- [Task to complete] Put every one of the following lines into a Markdown table with the columns "Row" and "Line". Number each line in order, and skip any blank lines.

- [Information supplied]
Start of Block

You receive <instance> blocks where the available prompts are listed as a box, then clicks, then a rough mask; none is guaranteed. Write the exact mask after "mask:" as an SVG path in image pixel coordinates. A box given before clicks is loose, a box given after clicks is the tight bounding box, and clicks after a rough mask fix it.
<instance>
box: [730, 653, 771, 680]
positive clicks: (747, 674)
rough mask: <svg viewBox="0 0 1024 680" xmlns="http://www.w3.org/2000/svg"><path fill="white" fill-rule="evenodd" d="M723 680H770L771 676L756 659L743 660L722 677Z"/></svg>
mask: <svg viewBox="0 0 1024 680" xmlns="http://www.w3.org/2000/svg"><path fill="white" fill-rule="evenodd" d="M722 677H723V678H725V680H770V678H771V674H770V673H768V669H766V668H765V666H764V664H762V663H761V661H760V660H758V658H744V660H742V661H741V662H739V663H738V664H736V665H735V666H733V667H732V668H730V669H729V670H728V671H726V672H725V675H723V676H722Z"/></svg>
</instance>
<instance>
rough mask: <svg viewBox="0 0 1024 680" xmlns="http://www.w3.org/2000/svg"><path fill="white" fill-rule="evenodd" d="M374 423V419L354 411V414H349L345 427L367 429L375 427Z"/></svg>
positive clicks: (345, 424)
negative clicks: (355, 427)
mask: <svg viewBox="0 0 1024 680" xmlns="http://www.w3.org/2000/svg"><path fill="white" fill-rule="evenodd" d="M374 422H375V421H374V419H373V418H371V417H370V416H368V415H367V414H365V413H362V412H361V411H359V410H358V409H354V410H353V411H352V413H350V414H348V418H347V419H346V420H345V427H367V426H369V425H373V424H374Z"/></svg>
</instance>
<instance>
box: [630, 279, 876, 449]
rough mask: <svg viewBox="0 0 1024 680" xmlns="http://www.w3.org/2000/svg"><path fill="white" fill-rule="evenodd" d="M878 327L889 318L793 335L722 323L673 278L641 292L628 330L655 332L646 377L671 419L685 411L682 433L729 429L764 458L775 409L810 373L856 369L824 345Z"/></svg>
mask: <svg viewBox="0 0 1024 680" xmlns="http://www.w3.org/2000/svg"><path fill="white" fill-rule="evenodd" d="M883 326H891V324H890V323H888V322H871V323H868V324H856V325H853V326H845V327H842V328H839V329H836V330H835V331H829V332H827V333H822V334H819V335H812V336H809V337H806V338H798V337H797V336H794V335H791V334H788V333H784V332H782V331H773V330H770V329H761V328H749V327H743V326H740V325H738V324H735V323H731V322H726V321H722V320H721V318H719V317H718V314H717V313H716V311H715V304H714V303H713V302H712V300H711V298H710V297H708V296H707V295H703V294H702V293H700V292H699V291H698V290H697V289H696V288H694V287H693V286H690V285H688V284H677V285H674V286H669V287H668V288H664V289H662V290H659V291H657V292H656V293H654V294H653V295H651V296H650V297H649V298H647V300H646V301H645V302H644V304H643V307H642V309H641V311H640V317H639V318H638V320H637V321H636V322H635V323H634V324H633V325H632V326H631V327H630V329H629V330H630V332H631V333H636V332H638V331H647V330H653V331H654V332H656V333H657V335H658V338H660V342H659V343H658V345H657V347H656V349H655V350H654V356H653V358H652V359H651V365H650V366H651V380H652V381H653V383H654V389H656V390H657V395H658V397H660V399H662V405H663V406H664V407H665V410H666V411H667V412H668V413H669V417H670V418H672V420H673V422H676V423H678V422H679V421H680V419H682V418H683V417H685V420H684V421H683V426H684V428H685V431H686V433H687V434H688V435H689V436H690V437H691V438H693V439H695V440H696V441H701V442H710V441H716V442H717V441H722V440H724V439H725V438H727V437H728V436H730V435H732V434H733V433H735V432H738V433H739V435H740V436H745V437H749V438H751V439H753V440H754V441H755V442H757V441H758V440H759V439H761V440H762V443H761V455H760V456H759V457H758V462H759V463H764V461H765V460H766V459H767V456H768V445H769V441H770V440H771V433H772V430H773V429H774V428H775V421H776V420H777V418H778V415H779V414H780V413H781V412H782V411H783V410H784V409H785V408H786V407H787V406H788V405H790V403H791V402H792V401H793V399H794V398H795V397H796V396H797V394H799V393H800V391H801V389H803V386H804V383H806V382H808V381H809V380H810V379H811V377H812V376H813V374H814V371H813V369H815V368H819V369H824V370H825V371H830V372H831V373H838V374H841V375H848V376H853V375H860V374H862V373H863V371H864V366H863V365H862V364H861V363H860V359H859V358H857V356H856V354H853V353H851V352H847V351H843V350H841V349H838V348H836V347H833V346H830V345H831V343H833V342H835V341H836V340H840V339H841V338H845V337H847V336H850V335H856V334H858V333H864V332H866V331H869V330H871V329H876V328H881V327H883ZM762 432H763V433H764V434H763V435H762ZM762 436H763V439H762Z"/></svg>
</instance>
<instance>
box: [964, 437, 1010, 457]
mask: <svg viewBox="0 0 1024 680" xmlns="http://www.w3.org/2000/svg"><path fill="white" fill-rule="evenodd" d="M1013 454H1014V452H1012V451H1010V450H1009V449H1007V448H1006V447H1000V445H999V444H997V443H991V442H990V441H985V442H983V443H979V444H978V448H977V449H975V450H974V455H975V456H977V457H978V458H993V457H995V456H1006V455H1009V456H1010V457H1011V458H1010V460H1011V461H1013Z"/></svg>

End of Block

- [Task solution]
| Row | Line |
|---|---|
| 1 | You receive <instance> blocks where the available prompts are listed as a box, then clicks, then a rough mask; none is guaranteed. Write the exact mask after "mask:" as an SVG path in image pixel coordinates. A box given before clicks is loose, a box given after clicks is the tight bounding box, and clicks after a rough mask fix it. |
| 2 | <instance> |
| 3 | box: [730, 653, 771, 680] |
| 4 | positive clicks: (747, 674) |
| 5 | rough mask: <svg viewBox="0 0 1024 680" xmlns="http://www.w3.org/2000/svg"><path fill="white" fill-rule="evenodd" d="M723 680H770L771 676L756 659L743 660L722 677Z"/></svg> |
| 6 | mask: <svg viewBox="0 0 1024 680" xmlns="http://www.w3.org/2000/svg"><path fill="white" fill-rule="evenodd" d="M722 677H723V678H725V680H770V678H771V674H770V673H768V669H766V668H765V666H764V664H762V663H761V661H760V660H758V658H744V660H742V661H741V662H739V663H738V664H736V665H735V666H733V667H732V668H730V669H729V670H728V671H726V672H725V675H723V676H722Z"/></svg> |
| 7 | </instance> |
| 8 | <instance> |
| 9 | rough mask: <svg viewBox="0 0 1024 680" xmlns="http://www.w3.org/2000/svg"><path fill="white" fill-rule="evenodd" d="M374 423V419L354 411V414H349L345 427L367 429L375 427Z"/></svg> |
| 10 | positive clicks: (345, 424) |
| 11 | negative clicks: (355, 427) |
| 12 | mask: <svg viewBox="0 0 1024 680" xmlns="http://www.w3.org/2000/svg"><path fill="white" fill-rule="evenodd" d="M374 422H375V421H374V419H373V418H371V417H370V416H368V415H367V414H365V413H362V412H361V411H359V410H358V409H354V410H353V411H352V413H350V414H348V418H347V419H346V420H345V427H367V426H369V425H373V424H374Z"/></svg> |
| 13 | </instance> |
| 14 | <instance> |
| 15 | box: [630, 279, 876, 449] |
| 16 | rough mask: <svg viewBox="0 0 1024 680" xmlns="http://www.w3.org/2000/svg"><path fill="white" fill-rule="evenodd" d="M878 327L889 318L793 335L722 323L673 278L641 292L628 330L655 332L646 377L671 419L685 411L682 433L729 429L764 458L775 409L810 373L856 369L824 345Z"/></svg> |
| 17 | mask: <svg viewBox="0 0 1024 680" xmlns="http://www.w3.org/2000/svg"><path fill="white" fill-rule="evenodd" d="M883 326H891V324H890V323H888V322H871V323H868V324H856V325H853V326H845V327H842V328H839V329H836V330H835V331H829V332H827V333H822V334H819V335H812V336H809V337H806V338H798V337H797V336H794V335H791V334H788V333H784V332H782V331H773V330H770V329H761V328H749V327H743V326H740V325H738V324H735V323H731V322H726V321H722V320H721V318H719V317H718V314H717V313H716V311H715V304H714V303H713V302H712V300H711V298H710V297H708V296H707V295H703V294H702V293H700V292H699V291H698V290H697V289H696V288H694V287H693V286H690V285H688V284H677V285H674V286H669V287H668V288H664V289H662V290H659V291H657V292H656V293H654V294H653V295H651V296H650V297H649V298H647V300H646V301H645V302H644V304H643V307H642V309H641V311H640V317H639V318H638V320H637V321H636V322H635V323H634V324H633V325H632V326H631V327H630V329H629V330H630V332H631V333H636V332H638V331H647V330H653V331H654V332H656V333H657V335H658V338H660V342H659V343H658V345H657V347H656V349H655V350H654V356H653V358H652V359H651V365H650V366H651V380H652V381H653V383H654V389H656V390H657V395H658V397H660V399H662V405H663V406H664V407H665V410H666V411H667V412H668V413H669V417H670V418H672V420H673V422H676V423H678V422H679V421H680V419H682V418H683V417H685V420H684V421H683V426H684V428H685V431H686V433H687V434H688V435H689V436H690V437H691V438H693V439H695V440H696V441H701V442H710V441H716V442H717V441H722V440H724V439H725V438H727V437H728V436H730V435H732V434H733V433H735V432H738V433H739V435H740V436H745V437H749V438H751V439H753V440H754V441H755V442H757V441H758V440H759V439H761V440H762V443H761V455H760V456H759V457H758V462H759V463H764V461H765V460H766V459H767V456H768V445H769V441H770V440H771V433H772V430H773V429H774V428H775V421H776V420H777V418H778V415H779V414H780V413H781V412H782V411H783V410H784V409H785V408H786V407H787V406H788V405H790V403H791V402H792V401H793V399H794V398H795V397H796V396H797V394H799V393H800V391H801V389H803V386H804V383H806V382H808V381H809V380H810V379H811V377H812V376H813V374H814V371H813V369H815V368H819V369H824V370H825V371H830V372H831V373H838V374H841V375H848V376H853V375H860V374H862V373H863V371H864V366H863V365H862V364H861V363H860V359H859V358H857V356H856V354H853V353H851V352H847V351H843V350H841V349H838V348H836V347H833V346H830V345H831V343H833V342H835V341H836V340H840V339H841V338H845V337H847V336H850V335H856V334H858V333H864V332H866V331H869V330H871V329H876V328H881V327H883ZM762 432H763V433H764V434H763V435H762ZM762 436H763V439H762Z"/></svg> |
| 18 | </instance> |
| 19 | <instance> |
| 20 | box: [964, 437, 1010, 457] |
| 21 | mask: <svg viewBox="0 0 1024 680" xmlns="http://www.w3.org/2000/svg"><path fill="white" fill-rule="evenodd" d="M1013 454H1014V452H1012V451H1010V450H1009V449H1007V448H1006V447H1000V445H999V444H997V443H991V442H990V441H985V442H983V443H979V444H978V448H977V449H975V450H974V455H975V456H977V457H978V458H993V457H995V456H1006V455H1009V456H1010V457H1011V458H1010V460H1011V461H1013Z"/></svg> |